[Problem to solve]
Without omitting anything, write out the listing below precisely.

[Supplied material]

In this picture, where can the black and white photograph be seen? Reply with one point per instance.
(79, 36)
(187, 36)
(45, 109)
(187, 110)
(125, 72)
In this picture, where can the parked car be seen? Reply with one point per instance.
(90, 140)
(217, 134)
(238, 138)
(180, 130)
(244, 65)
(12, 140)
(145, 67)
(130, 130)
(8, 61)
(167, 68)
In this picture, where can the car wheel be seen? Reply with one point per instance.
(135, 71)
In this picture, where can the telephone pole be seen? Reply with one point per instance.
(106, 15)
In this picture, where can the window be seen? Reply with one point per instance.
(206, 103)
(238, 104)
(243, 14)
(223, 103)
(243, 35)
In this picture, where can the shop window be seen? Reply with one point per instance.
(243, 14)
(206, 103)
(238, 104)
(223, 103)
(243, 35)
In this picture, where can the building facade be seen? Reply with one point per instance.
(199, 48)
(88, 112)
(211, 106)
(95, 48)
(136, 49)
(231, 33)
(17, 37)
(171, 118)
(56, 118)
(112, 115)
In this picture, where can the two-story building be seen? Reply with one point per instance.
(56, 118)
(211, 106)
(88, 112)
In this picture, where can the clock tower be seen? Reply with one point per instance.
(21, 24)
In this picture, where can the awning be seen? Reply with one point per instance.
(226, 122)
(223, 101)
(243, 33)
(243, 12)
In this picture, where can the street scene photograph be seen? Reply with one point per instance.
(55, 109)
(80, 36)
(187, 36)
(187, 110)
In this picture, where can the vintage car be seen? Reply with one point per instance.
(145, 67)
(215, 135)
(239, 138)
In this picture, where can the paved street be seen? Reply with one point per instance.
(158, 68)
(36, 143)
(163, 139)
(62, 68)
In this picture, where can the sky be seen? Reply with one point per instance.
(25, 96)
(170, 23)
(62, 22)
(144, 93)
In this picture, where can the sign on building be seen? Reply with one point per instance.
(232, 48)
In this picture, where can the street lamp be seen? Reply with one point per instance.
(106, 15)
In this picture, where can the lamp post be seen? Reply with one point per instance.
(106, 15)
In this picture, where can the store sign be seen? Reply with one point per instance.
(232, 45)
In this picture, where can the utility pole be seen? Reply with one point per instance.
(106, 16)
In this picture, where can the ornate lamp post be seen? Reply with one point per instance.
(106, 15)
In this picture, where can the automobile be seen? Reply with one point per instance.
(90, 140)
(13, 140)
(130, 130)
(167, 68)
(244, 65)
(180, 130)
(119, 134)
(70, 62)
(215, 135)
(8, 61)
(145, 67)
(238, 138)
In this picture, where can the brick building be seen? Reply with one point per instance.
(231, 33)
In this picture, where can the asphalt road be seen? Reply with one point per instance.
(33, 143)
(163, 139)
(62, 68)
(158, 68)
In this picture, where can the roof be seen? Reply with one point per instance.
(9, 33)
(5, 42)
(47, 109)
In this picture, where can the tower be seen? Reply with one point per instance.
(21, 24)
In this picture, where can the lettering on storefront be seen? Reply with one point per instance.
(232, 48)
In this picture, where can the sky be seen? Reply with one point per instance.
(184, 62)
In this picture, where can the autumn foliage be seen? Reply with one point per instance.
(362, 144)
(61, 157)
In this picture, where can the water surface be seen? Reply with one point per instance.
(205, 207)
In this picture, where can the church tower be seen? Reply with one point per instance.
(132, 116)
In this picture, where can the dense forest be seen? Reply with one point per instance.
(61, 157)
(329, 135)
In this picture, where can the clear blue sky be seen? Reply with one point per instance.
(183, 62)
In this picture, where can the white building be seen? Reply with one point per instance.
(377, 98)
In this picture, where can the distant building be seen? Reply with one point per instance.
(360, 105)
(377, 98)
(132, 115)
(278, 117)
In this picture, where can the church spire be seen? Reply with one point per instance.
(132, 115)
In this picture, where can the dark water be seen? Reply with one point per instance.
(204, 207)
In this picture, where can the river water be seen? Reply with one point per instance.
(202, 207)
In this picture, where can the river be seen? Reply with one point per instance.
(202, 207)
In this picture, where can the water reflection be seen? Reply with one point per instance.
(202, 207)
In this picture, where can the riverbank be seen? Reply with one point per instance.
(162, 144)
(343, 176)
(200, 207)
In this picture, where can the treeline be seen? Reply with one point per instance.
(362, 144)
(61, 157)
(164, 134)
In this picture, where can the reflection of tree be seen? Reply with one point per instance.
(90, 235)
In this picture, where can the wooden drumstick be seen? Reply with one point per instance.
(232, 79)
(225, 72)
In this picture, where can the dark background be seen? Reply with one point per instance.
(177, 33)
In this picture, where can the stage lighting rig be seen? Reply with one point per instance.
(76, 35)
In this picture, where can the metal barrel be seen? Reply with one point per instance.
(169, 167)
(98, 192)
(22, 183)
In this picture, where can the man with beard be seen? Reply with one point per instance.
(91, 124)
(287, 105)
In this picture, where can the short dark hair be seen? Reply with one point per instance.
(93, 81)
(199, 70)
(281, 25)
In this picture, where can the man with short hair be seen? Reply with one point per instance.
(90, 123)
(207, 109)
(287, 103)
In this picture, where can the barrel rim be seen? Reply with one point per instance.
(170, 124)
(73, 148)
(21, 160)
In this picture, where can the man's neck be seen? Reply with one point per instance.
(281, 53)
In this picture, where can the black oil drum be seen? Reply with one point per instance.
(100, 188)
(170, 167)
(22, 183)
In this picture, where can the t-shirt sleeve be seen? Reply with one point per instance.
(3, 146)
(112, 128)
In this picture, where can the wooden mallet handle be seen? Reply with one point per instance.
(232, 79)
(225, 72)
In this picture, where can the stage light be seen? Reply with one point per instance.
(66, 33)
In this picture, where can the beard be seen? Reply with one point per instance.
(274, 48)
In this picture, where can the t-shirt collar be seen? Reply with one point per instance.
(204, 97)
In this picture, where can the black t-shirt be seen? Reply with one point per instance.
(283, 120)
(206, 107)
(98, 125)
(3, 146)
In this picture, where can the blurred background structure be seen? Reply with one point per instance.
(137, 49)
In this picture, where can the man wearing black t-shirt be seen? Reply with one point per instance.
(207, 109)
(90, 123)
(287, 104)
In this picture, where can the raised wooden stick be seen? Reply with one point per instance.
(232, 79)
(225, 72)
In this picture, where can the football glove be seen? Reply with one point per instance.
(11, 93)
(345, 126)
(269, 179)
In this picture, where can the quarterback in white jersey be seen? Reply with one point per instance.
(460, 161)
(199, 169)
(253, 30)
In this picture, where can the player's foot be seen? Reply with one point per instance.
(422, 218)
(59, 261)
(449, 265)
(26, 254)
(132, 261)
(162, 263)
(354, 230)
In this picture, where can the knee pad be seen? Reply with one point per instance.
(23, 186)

[Exercise solution]
In this picture, where can the black and white photograph be seen? Reply with one point per instance.
(79, 36)
(187, 36)
(45, 109)
(187, 110)
(125, 72)
In this picture, where can the parked car be seen? Reply with one point per instance.
(90, 140)
(217, 134)
(238, 138)
(180, 130)
(244, 65)
(12, 140)
(145, 67)
(130, 130)
(8, 61)
(167, 68)
In this picture, where can the car wheel be seen? Reply with one point per instance.
(135, 71)
In this picture, where can the telephone pole be seen? Reply with one point per instance.
(106, 15)
In this picture, where can the window be seen? Reply with one point per instance.
(206, 103)
(238, 104)
(243, 14)
(223, 103)
(243, 35)
In this picture, where can the shop window be seen? Reply with one point per instance.
(243, 14)
(206, 103)
(238, 104)
(223, 103)
(243, 35)
In this picture, where can the building facade be seen? Reply with one point per instance.
(199, 48)
(88, 112)
(211, 106)
(95, 48)
(136, 49)
(231, 33)
(17, 37)
(171, 118)
(56, 118)
(112, 115)
In this picture, where can the two-story building be seen? Reply with one point per instance.
(56, 118)
(211, 106)
(88, 112)
In this picture, where can the clock tower be seen? Reply with one point per instance.
(21, 24)
In this picture, where can the awning be seen? Reply with one point per instance.
(226, 122)
(223, 101)
(243, 33)
(243, 12)
In this picture, where can the street scene photograph be seen? Reply with one point per instance.
(55, 109)
(80, 36)
(187, 36)
(187, 110)
In this picture, where can the vintage car be seen? Reply with one point per instance.
(145, 67)
(215, 135)
(239, 138)
In this picture, where can the paved street be seen? Reply with one point per instance.
(158, 68)
(36, 143)
(163, 139)
(62, 68)
In this picture, where can the sky be seen? Reply with one point per instance.
(25, 96)
(170, 23)
(62, 22)
(144, 93)
In this picture, where can the sign on building be seen? Reply with one point per instance.
(232, 48)
In this picture, where can the street lamp be seen? Reply with one point per instance.
(106, 15)
In this picture, where can the lamp post be seen? Reply with one point per instance.
(106, 15)
In this picture, where can the store sign be seen? Reply with one point per instance.
(232, 45)
In this picture, where can the utility pole be seen? Reply with one point per instance.
(106, 16)
In this picture, where can the ornate lamp post be seen? Reply with one point per instance.
(106, 15)
In this picture, where can the automobile be seen? Reply with one point per instance.
(90, 140)
(13, 140)
(130, 130)
(167, 68)
(244, 65)
(180, 130)
(119, 134)
(70, 62)
(215, 135)
(8, 61)
(145, 67)
(238, 138)
In this picture, where can the brick building be seen? Reply with one point per instance.
(231, 33)
In this picture, where can the asphalt road be seen? Reply with one point per instance.
(33, 143)
(163, 139)
(62, 68)
(158, 68)
In this picture, where can the roof be seen? Reply with one point per instance.
(9, 33)
(5, 42)
(47, 109)
In this picture, where can the tower be seen? Reply with one point per instance.
(21, 24)
In this picture, where can the lettering on storefront be seen? Reply with one point per instance.
(232, 48)
In this picture, where can the sky be seen? Reply with one point per instance.
(184, 62)
In this picture, where can the autumn foliage be seen? Reply with one point per instance.
(362, 144)
(61, 157)
In this picture, where can the water surface be seen? Reply with one point per instance.
(205, 207)
In this picture, where can the church tower be seen? Reply with one point per instance.
(132, 116)
In this picture, where can the dense forest be seen? Reply with one point per instance.
(61, 157)
(329, 135)
In this picture, where can the clear blue sky be seen? Reply with one point per instance.
(183, 62)
In this picture, where can the white building be seen? Reply with one point per instance.
(377, 98)
In this picture, where can the distant building be seen? Reply with one point per instance.
(360, 105)
(377, 98)
(132, 115)
(278, 117)
In this picture, where can the church spire be seen? Reply with one point per instance.
(132, 115)
In this picture, where can the dark water be seen? Reply with one point per instance.
(204, 207)
In this picture, where can the river water be seen? Reply with one point per instance.
(202, 207)
In this picture, where can the river be seen? Reply with one point per instance.
(202, 207)
In this picture, where can the water reflection be seen? Reply with one point per instance.
(202, 207)
In this picture, where can the riverbank be seen? Reply with one point per instance.
(162, 144)
(343, 176)
(200, 207)
In this picture, where can the treeline be seen? Reply with one point per instance.
(362, 144)
(61, 157)
(164, 134)
In this picture, where can the reflection of tree be seen? Reply with one point per instance.
(90, 235)
In this picture, where can the wooden drumstick be seen? Reply with one point per instance.
(232, 79)
(225, 72)
In this picture, where can the dark background be seen? Reply with one point per instance.
(177, 33)
In this picture, where can the stage lighting rig be seen? Reply with one point per instance.
(76, 35)
In this picture, where can the metal barrel be seen? Reply with one point per instance.
(169, 167)
(98, 192)
(22, 183)
In this picture, where can the man with beard be seen? Reply with one point per instance.
(91, 124)
(287, 105)
In this picture, where can the short dark hair be seen? Reply with one point per instance.
(93, 81)
(199, 70)
(281, 25)
In this picture, where can the man with short hair be seen? Reply with one point per instance.
(90, 123)
(207, 109)
(287, 103)
In this picture, where can the barrel rim be seen? Reply with one point per instance.
(170, 124)
(73, 148)
(21, 160)
In this picture, where can the man's neck be seen? Reply with one point per instance.
(281, 53)
In this picture, where can the black oil drum be seen? Reply with one point per instance.
(100, 188)
(170, 167)
(22, 183)
In this picture, where can the t-shirt sleeve be seen? Reply with one point per instance.
(3, 146)
(112, 128)
In this picture, where can the wooden mallet handle be seen? Reply with one point per instance.
(232, 79)
(225, 72)
In this picture, where can the stage light be seen? Reply with one point per instance.
(66, 33)
In this picture, where can the beard be seen? Reply with one point per instance.
(274, 48)
In this picture, where can the t-shirt collar be seen? Reply with one point per instance.
(204, 97)
In this picture, where can the black t-shirt be seen? Reply with one point per instance.
(283, 120)
(206, 107)
(98, 125)
(3, 146)
In this picture, where can the blurred background structure be seen? Reply with one point per instance.
(137, 49)
In this picture, where can the man wearing black t-shirt be seen? Reply with one point per instance.
(207, 109)
(90, 123)
(287, 104)
In this picture, where can the raised wooden stick be seen? Reply with one point per instance.
(232, 79)
(225, 72)
In this picture, where can the football glove be seen? Reply with one point per instance.
(11, 93)
(345, 126)
(269, 179)
In this picture, where can the quarterback in white jersey be seen? Reply with one point per instance.
(460, 161)
(199, 169)
(253, 30)
In this picture, where can the player's foot be seen? Reply with one point per instance.
(422, 218)
(59, 261)
(449, 265)
(26, 254)
(132, 261)
(162, 263)
(354, 230)
In this picture, where can the knee pad be seen? Reply with one point per instance.
(23, 186)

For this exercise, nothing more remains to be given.